**** TEXT PROVIDED

Prevalence of posttraumatic stress disorder (PTSD) was “not independently associated with disaster type” after controlling for “preexisting characteristics of the exposed populations and the specifics of their exposure,” wrote Carol North, M.D., M.P.E.; Anand Pandya, M.D.; and Julianne Oliver in the October American Journal of Public Health.
North is a professor in the departments of Psychiatry and Surgery/Division of Emergency Medicine at the University of Texas Southwestern Medical Center in Dallas and director of the trauma and disaster program at the VA North Texas Health Care System.
She and her colleagues used standardized data-collection methods to interview 811 survivors of 10 disasters that occurred from October 1987 to April 1995. All events occurred in the United States and included a flood, a tornado, an earthquake, a firestorm, a plane crash, four shootings, and the Oklahoma City terrorist bombing.
North made full diagnostic assessments using structured diagnostic interviews conducted one to six months after the event. That uniformity made it possible to combine data and analyze them across disasters.
Carol North, M.D., M.P.E., a professor of psychiatry and emergency medicine at the University of Texas Southwestern Medical Center in Dallas, used full diagnostic assessments rather than Web or phone interviews to gather data on 811 disaster survivors.
UTSMC
This rigorous approach means the researchers could do an “apples-to-apples” comparison of the effects of different disasters, said Ann Norwood, M.D., a senior associate at the Center for Biosecurity at UPMC in Baltimore, who was not involved in the study.
Nearly all (94 percent) of the survivors were directly exposed to these events, with 39 percent being injured and 40 percent witnessing injury or death. Despite those exposures, most people surveyed did not incur a psychiatric diagnosis.
After the disaster, though, 20 percent did meet criteria for PTSD, 16 percent did so for major depression, and 9 percent for alcohol use disorder.
Alcohol use disorder had a lifetime prevalence of 23 percent prior to the disaster, but measurements of predisaster alcohol disorders represent lifetime rates, while the postdisaster figure reflects postdisaster prevalence, North told Psychiatric News.

********

TASKS.
[A] Could you reproduce, word for word, the stretch of the article on PTSD among disaster survivors from "North made full" through "in the study."?
[B] Can you pick up the article on PTSD among disaster survivors after its final sentence and write what comes next?

**** PROVIDED DATA

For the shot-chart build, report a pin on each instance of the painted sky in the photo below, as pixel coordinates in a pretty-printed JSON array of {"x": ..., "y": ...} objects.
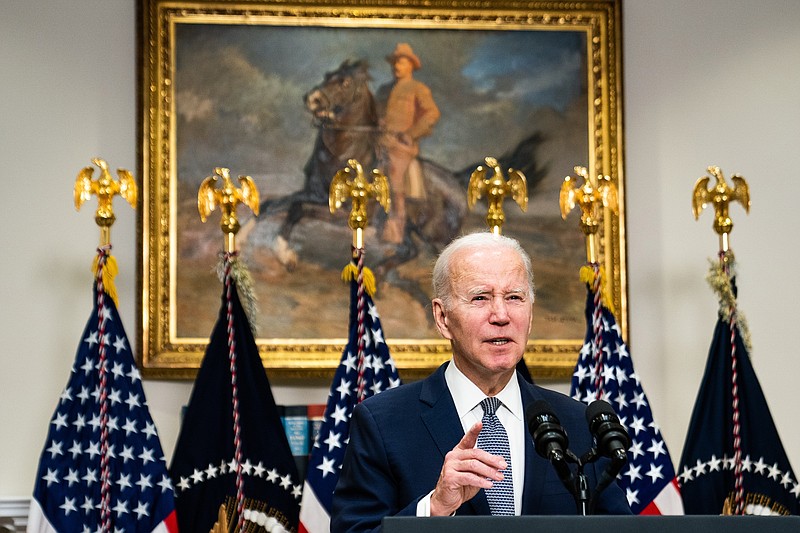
[{"x": 239, "y": 89}]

********

RESULTS OF THE EXERCISE.
[A]
North made full diagnostic assessments using structured diagnostic interviews conducted one to six months after the event. That uniformity made it possible to combine data and analyze them across disasters.
Carol North, M.D., M.P.E., a professor of psychiatry and emergency medicine at the University of Texas Southwestern Medical Center in Dallas, used full diagnostic assessments rather than Web or phone interviews to gather data on 811 disaster survivors.
UTSMC
This rigorous approach means the researchers could do an “apples-to-apples” comparison of the effects of different disasters, said Ann Norwood, M.D., a senior associate at the Center for Biosecurity at UPMC in Baltimore, who was not involved in the study.

[B]
“The disaster did not cause widespread sudden sobriety, just as it did not abruptly cause widespread new alcohol disorders,” she pointed out.

Several Predictors Identified

After adjusting for demographic or event-related factors, the researchers found that predictors of PTSD included female gender, younger age, Hispanic ethnicity, less education, ever-married status, predisaster psychopathology, injury, and witnessing death or injury. This pattern generally confirmed much prior research.
Data on PTSD symptoms, however, were not so conventional. Overall, many people in the sample met criteria for Group B reexperiencing/intrusion symptoms (71 percent) or for Group D hyperarousal symptoms (68 percent). But only 24 percent met criteria for Group C avoidance and numbing symptoms, said the researchers. However, 84 percent of the third group also met criteria for full PTSD, opening up its potential as a quick, one-shot indicator of future psychiatric problems.
“[G]roup C emerged as a marker for PTSD,” they said. “If Group C can predict PTSD in the first days after a disaster, then people with high risk for developing PTSD could potentially be identified well before the full month that is required before a diagnosis can be considered.”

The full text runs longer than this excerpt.